■ Description of the task ■
Scan the records for the word "parked". Report each line where it occurs.

■ Input data ■
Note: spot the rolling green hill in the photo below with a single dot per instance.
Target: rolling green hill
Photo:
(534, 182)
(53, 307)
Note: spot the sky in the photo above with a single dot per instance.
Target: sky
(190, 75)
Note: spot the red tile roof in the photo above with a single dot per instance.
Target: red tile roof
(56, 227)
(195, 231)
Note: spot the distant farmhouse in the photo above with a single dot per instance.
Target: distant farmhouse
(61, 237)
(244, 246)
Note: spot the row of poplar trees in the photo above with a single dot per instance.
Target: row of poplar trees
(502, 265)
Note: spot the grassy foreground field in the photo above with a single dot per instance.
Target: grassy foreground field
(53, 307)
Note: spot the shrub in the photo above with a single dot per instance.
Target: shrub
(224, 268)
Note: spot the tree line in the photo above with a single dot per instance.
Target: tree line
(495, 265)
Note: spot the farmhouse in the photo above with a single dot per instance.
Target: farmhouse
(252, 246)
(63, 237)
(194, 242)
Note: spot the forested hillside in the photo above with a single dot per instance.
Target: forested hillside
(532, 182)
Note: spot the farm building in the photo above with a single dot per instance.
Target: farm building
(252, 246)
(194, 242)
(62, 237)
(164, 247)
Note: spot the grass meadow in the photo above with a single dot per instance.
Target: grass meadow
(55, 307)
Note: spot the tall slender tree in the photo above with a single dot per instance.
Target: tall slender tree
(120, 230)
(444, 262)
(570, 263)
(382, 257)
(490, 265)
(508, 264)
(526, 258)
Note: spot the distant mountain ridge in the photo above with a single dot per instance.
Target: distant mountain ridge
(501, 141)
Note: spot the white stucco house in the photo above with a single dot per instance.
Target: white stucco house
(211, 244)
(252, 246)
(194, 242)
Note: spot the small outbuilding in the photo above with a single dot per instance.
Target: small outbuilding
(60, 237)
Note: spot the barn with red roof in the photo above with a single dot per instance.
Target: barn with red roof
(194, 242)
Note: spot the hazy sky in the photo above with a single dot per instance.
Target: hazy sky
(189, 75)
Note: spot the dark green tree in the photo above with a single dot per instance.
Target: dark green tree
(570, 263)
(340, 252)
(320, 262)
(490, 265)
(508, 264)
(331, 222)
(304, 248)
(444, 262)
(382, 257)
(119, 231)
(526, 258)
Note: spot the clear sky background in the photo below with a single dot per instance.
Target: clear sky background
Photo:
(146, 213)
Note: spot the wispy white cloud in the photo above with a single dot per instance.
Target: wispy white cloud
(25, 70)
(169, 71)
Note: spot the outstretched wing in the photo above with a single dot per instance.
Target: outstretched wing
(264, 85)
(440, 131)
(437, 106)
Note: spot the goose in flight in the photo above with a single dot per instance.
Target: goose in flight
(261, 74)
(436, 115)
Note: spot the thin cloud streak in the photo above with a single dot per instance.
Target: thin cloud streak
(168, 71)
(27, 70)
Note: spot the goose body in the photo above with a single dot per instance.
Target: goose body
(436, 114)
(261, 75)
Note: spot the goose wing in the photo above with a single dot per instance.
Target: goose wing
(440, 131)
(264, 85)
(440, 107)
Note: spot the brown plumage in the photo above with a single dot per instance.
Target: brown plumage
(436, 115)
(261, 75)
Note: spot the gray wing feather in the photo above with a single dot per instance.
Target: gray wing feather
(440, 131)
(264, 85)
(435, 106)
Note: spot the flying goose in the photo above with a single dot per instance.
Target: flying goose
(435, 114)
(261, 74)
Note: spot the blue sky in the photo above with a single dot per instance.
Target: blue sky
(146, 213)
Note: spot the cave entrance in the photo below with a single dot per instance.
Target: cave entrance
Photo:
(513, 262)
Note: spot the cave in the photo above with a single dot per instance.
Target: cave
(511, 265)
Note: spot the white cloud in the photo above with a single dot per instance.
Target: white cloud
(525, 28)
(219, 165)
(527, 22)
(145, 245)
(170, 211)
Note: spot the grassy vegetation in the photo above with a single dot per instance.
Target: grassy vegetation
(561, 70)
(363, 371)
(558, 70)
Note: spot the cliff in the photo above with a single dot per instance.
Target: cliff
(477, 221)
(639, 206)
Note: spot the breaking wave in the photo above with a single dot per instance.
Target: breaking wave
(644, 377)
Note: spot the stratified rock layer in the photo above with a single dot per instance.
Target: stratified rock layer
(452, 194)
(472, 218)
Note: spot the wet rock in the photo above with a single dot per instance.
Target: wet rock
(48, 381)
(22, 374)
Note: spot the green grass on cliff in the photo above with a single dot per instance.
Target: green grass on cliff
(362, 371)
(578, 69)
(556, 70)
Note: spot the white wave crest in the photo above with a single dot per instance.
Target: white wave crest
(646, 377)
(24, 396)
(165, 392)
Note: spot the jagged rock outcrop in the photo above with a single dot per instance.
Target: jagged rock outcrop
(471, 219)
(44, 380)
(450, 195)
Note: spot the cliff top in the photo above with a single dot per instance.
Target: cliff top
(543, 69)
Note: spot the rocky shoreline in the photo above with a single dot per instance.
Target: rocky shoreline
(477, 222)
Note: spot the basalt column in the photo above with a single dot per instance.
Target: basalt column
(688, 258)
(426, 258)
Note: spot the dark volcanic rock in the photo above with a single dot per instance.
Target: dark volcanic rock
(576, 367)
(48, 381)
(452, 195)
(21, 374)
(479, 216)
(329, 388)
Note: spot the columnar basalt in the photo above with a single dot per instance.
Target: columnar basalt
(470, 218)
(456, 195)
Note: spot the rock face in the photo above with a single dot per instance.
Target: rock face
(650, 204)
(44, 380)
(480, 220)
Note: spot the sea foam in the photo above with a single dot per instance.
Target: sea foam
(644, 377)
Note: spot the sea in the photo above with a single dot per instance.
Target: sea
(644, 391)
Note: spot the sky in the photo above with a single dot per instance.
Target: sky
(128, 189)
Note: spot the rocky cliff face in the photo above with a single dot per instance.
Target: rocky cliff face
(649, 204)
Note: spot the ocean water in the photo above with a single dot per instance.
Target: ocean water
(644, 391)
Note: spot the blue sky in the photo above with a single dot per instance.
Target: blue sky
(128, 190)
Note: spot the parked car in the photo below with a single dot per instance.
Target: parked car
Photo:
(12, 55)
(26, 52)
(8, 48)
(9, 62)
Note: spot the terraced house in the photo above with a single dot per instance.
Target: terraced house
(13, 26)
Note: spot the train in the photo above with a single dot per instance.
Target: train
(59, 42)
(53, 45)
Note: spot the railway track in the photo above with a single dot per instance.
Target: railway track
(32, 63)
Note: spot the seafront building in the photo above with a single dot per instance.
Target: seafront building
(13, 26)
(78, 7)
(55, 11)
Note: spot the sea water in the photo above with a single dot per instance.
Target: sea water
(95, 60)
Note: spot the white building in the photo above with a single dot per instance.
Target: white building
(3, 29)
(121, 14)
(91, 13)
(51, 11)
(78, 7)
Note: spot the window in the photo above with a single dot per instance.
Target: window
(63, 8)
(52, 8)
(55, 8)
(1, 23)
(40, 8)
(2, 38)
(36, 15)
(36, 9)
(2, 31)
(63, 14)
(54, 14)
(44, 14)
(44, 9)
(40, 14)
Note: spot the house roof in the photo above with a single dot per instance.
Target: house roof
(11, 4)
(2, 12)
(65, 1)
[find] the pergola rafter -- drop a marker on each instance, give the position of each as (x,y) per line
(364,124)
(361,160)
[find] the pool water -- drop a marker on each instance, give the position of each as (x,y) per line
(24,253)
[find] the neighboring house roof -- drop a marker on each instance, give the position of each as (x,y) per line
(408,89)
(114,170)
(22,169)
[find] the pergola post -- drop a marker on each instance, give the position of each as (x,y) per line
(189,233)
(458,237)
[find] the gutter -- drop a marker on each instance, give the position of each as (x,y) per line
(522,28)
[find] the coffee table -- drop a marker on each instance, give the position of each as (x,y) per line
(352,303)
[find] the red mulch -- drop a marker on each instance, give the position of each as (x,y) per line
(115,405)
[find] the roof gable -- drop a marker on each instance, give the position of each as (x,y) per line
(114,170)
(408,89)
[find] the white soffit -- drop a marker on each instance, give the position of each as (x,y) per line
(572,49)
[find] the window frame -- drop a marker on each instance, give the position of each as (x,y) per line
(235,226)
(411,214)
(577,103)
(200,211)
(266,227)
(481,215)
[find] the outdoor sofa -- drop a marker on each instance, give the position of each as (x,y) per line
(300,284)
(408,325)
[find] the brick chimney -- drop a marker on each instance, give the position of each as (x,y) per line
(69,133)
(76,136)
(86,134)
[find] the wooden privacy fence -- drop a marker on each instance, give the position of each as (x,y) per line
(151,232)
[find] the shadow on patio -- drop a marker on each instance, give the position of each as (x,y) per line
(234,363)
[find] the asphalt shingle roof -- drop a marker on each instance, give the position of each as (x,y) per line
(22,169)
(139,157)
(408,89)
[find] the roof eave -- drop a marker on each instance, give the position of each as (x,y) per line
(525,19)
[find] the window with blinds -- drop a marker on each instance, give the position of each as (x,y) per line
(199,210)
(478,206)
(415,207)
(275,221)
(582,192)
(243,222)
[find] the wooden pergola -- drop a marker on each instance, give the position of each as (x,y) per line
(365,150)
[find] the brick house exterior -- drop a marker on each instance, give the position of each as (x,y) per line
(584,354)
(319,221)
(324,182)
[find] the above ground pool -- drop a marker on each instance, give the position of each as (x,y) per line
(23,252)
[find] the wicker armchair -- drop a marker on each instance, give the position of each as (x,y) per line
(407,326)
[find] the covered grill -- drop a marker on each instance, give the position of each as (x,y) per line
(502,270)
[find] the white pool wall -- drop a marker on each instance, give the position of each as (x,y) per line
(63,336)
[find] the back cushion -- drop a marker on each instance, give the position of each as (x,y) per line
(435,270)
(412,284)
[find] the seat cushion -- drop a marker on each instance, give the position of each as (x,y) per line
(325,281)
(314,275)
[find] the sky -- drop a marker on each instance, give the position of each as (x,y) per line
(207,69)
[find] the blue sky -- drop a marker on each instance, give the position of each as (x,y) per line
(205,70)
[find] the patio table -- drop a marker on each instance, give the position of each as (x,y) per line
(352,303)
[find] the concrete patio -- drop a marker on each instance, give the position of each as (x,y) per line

■ Exercise result ■
Note: spot the parked car in the photo below with a single dot per instance.
Target: parked car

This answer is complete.